# START OF Dataset rows

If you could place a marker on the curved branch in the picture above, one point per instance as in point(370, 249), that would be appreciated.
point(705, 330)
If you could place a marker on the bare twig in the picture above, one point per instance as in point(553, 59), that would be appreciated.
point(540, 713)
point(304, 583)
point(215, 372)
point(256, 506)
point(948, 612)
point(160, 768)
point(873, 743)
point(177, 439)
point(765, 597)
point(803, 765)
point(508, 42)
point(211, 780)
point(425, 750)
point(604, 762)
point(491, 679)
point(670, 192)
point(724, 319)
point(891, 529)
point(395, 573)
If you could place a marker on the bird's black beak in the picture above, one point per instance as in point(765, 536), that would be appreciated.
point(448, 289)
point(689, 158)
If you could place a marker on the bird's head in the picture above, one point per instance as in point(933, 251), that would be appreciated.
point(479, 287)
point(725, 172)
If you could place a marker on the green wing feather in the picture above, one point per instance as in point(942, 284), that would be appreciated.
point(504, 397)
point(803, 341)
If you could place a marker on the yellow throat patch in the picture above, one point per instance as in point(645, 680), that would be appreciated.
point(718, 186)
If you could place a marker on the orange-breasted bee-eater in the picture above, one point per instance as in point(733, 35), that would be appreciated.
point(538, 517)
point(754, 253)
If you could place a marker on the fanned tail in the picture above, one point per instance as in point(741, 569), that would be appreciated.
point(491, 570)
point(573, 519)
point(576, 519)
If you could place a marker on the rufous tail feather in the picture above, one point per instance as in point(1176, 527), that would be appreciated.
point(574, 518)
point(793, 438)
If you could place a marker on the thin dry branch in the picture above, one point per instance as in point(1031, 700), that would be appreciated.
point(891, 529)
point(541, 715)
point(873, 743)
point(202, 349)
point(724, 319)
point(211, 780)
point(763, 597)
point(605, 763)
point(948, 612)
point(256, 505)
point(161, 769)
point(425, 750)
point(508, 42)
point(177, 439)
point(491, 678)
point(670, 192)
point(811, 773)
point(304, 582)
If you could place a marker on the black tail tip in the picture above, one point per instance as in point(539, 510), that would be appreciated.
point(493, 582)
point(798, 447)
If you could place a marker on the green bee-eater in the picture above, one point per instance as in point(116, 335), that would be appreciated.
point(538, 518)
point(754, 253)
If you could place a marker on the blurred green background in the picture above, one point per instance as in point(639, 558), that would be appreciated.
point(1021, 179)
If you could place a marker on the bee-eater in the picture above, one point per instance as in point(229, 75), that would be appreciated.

# END OF Dataset rows

Problem to work on => Recast every line of the entries above as a JSON list of strings, one string per line, leaving out any blank lines.

Exercise response =>
[
  "If you could place a marker on the curved branch in the picture above, one point per instance as in point(370, 249), that would be appreciated.",
  "point(705, 330)",
  "If you could place a marker on the bare twig in the picture above, one point per instance as in point(553, 59), that would be appreciated.",
  "point(540, 713)",
  "point(304, 583)",
  "point(215, 372)",
  "point(256, 506)",
  "point(948, 612)",
  "point(160, 768)",
  "point(873, 743)",
  "point(177, 439)",
  "point(765, 597)",
  "point(803, 765)",
  "point(508, 42)",
  "point(211, 780)",
  "point(425, 750)",
  "point(604, 762)",
  "point(491, 679)",
  "point(670, 192)",
  "point(724, 319)",
  "point(891, 529)",
  "point(395, 573)",
  "If you could place a marker on the bird's black beak in the picture above, one point per instance as in point(765, 536), that would be appreciated.",
  "point(448, 289)",
  "point(689, 158)",
  "If you could place a marker on the bird's head in the picture above, one point per instance as in point(933, 251), that would be appreciated.",
  "point(479, 287)",
  "point(725, 172)",
  "If you could place a marker on the green wing feather in the picture above, one point per instance as in point(942, 284), that would be appreciated.",
  "point(504, 397)",
  "point(803, 341)",
  "If you could place a marker on the yellow throat patch in the picture above, one point per instance as in point(645, 680), that would be appreciated.",
  "point(718, 186)",
  "If you could place a marker on the orange-breasted bee-eater in the picture above, one point per instance as in point(733, 35), that would be appreciated.",
  "point(538, 517)",
  "point(754, 253)",
  "If you could place a marker on the fanned tail in the picture above, one point per instance as in point(741, 569), that would be appreciated.",
  "point(491, 570)",
  "point(573, 519)",
  "point(576, 519)",
  "If you could place a marker on the rufous tail feather in the picture above, one point per instance as in point(1176, 527), that would be appreciated.",
  "point(574, 518)",
  "point(793, 438)",
  "If you could place a marker on the thin dry branch in the picture above, one point per instance as in point(1031, 700), that would be appreciated.",
  "point(891, 529)",
  "point(541, 715)",
  "point(873, 743)",
  "point(202, 349)",
  "point(724, 319)",
  "point(211, 780)",
  "point(763, 597)",
  "point(605, 763)",
  "point(948, 612)",
  "point(256, 505)",
  "point(161, 769)",
  "point(425, 750)",
  "point(508, 42)",
  "point(177, 439)",
  "point(491, 678)",
  "point(670, 192)",
  "point(811, 773)",
  "point(304, 582)",
  "If you could place a marker on the black tail tip in the picture above, one point per instance as in point(539, 510), that would be appreciated.",
  "point(493, 582)",
  "point(798, 447)",
  "If you could place a marker on the green bee-eater in the picture above, one point per instance as in point(116, 335), that would be appreciated.",
  "point(538, 518)",
  "point(754, 253)",
  "If you could place a marker on the blurred green background in the picture above, one point per instance as in point(639, 558), that would be appreciated.",
  "point(1021, 179)",
  "If you could place a marker on the bee-eater in the picture above, one point per instance as in point(229, 75), that would be appreciated."
]